--- Start Rows ---

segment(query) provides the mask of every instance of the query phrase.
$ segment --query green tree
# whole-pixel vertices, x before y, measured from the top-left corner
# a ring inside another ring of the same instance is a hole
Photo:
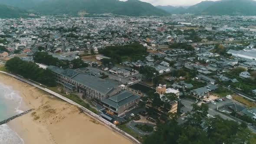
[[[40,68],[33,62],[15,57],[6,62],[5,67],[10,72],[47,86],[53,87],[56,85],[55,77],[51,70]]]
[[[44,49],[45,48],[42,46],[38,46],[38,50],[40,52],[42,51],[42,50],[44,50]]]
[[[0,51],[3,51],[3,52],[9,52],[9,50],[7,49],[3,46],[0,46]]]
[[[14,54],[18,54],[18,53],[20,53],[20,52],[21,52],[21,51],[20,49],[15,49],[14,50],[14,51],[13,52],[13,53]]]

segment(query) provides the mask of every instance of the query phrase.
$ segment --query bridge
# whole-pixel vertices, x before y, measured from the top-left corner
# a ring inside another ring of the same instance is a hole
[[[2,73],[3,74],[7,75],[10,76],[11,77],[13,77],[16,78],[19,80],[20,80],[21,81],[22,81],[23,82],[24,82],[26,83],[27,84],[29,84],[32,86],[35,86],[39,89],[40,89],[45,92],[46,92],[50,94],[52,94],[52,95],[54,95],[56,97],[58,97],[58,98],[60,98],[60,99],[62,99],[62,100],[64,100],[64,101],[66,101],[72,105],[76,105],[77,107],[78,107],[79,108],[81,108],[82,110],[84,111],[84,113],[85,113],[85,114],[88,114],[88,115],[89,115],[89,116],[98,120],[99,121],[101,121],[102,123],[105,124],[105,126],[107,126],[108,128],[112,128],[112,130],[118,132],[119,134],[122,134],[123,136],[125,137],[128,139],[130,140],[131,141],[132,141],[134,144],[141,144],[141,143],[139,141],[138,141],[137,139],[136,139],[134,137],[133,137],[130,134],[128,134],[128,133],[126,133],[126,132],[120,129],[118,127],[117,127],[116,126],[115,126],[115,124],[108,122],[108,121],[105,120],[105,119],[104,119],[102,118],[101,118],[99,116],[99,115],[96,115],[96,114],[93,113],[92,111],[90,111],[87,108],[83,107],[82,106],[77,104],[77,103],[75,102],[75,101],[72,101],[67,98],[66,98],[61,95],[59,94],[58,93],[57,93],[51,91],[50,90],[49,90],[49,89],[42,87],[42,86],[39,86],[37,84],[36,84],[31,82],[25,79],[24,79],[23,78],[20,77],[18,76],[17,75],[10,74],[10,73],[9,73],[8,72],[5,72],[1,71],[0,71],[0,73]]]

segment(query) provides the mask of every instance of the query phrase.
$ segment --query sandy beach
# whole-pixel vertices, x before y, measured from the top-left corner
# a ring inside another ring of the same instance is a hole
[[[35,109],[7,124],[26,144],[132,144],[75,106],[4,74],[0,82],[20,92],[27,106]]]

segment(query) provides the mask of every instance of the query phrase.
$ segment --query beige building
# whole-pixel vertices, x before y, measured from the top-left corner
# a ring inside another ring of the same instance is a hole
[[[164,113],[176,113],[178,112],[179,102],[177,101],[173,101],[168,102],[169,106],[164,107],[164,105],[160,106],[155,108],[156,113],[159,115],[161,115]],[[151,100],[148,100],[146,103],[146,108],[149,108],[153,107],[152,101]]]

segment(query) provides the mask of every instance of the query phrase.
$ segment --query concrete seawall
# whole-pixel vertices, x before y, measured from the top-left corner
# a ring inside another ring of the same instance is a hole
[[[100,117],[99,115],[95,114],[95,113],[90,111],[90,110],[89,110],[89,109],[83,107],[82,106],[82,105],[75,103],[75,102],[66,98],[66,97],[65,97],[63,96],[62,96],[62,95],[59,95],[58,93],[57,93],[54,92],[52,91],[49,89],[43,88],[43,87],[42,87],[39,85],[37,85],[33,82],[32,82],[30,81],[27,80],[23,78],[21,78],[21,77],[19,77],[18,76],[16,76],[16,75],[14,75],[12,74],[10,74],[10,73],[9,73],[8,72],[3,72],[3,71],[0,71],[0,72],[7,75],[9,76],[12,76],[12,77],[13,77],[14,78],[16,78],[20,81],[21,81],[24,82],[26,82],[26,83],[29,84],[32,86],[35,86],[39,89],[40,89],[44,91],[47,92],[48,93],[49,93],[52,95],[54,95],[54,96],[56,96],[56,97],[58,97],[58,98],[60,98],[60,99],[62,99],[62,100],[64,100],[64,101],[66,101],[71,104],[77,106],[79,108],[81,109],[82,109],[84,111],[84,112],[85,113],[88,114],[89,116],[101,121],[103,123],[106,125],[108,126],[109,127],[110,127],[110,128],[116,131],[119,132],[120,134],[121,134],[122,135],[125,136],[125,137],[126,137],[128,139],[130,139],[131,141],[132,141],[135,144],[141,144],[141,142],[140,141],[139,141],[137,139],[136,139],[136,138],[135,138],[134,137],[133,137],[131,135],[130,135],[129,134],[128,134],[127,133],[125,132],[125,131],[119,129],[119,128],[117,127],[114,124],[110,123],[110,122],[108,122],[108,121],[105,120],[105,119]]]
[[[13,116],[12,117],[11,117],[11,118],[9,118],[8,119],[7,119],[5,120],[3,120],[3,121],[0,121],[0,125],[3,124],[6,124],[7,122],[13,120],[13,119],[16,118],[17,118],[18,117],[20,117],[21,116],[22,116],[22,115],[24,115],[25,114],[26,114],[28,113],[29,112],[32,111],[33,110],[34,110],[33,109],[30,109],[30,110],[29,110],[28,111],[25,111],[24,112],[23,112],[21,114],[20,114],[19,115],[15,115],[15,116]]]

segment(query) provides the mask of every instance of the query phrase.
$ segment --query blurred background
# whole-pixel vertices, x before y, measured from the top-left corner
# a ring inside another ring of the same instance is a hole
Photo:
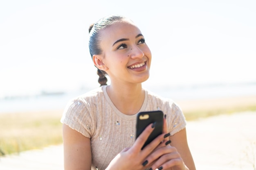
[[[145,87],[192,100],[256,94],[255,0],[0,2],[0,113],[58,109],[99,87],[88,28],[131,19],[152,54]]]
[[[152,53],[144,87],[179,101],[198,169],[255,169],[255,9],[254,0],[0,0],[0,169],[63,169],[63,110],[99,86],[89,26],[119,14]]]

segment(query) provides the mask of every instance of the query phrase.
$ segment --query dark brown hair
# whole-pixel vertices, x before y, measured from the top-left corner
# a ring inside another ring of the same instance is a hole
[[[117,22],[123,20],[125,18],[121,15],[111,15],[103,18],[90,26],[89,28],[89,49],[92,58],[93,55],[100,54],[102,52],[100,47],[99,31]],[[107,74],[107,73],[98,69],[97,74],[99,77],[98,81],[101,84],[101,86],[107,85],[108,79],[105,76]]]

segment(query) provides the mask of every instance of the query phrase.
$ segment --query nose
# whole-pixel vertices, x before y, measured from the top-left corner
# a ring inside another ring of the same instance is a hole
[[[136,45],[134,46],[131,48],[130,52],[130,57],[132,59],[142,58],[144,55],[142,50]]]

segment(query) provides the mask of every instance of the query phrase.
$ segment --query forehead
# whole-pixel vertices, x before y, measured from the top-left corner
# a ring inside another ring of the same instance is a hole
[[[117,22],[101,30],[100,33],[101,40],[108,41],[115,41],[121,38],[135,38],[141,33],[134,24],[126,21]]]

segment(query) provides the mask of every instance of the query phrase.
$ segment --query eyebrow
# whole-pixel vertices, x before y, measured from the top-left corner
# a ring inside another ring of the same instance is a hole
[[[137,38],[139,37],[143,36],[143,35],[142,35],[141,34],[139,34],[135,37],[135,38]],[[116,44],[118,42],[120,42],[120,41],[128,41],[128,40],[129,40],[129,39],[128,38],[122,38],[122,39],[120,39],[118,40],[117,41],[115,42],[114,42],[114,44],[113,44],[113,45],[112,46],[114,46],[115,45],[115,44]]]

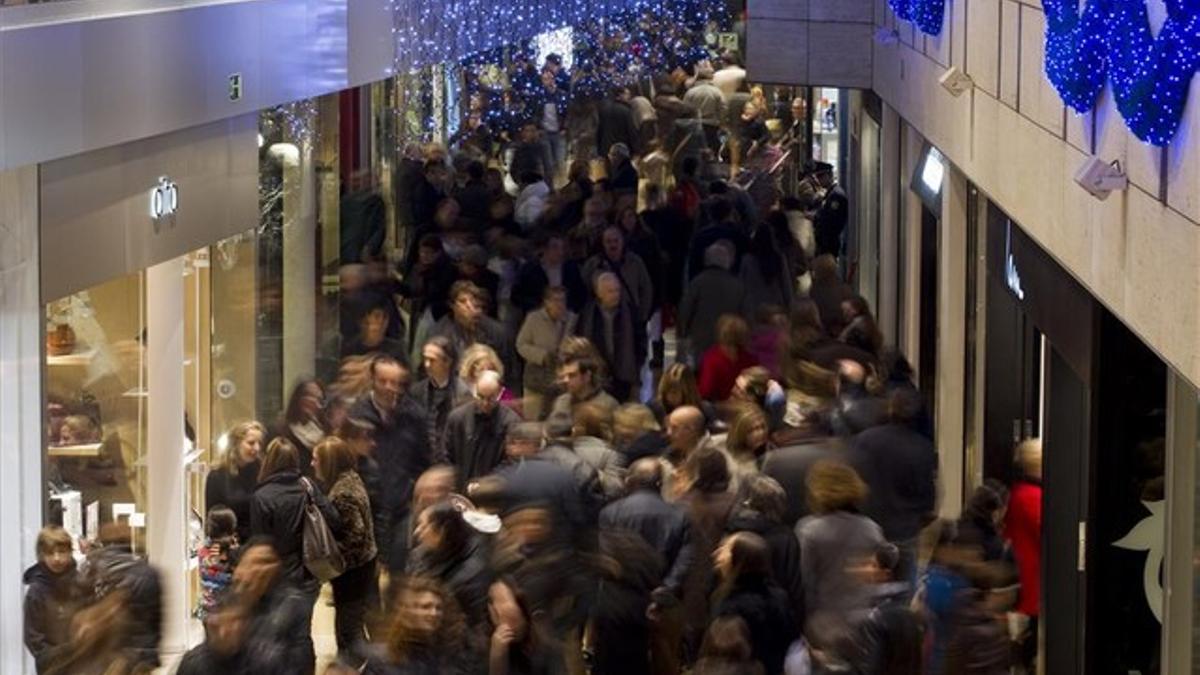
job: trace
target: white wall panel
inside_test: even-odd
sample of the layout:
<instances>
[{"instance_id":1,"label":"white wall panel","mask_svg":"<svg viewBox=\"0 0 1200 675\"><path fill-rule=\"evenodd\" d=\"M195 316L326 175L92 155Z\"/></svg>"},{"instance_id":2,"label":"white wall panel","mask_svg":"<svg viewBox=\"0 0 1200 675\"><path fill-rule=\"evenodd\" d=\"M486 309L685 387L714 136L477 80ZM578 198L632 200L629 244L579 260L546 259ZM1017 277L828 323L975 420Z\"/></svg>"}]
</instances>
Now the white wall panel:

--- End Rows ---

*Written instruction:*
Write out everything in the entries from the start down to the line that contains "[[[0,51],[3,51],[3,52],[9,52],[9,50],[7,49],[3,46],[0,46]]]", with both ends included. Leave the pictures out of your answer.

*Full solution:*
segment(query) provides the mask of every instance of the query phrase.
$ segment --query green tree
# whole-pixel vertices, x before y, measured from the top-left corner
# a ring inside another ring of the same instance is a hole
Photo:
[[[40,68],[33,62],[15,57],[6,62],[5,67],[10,72],[47,86],[53,87],[56,85],[55,77],[51,70]]]
[[[44,49],[45,48],[42,46],[38,46],[38,50],[40,52],[42,51],[42,50],[44,50]]]
[[[0,51],[3,51],[3,52],[9,52],[9,50],[7,49],[3,46],[0,46]]]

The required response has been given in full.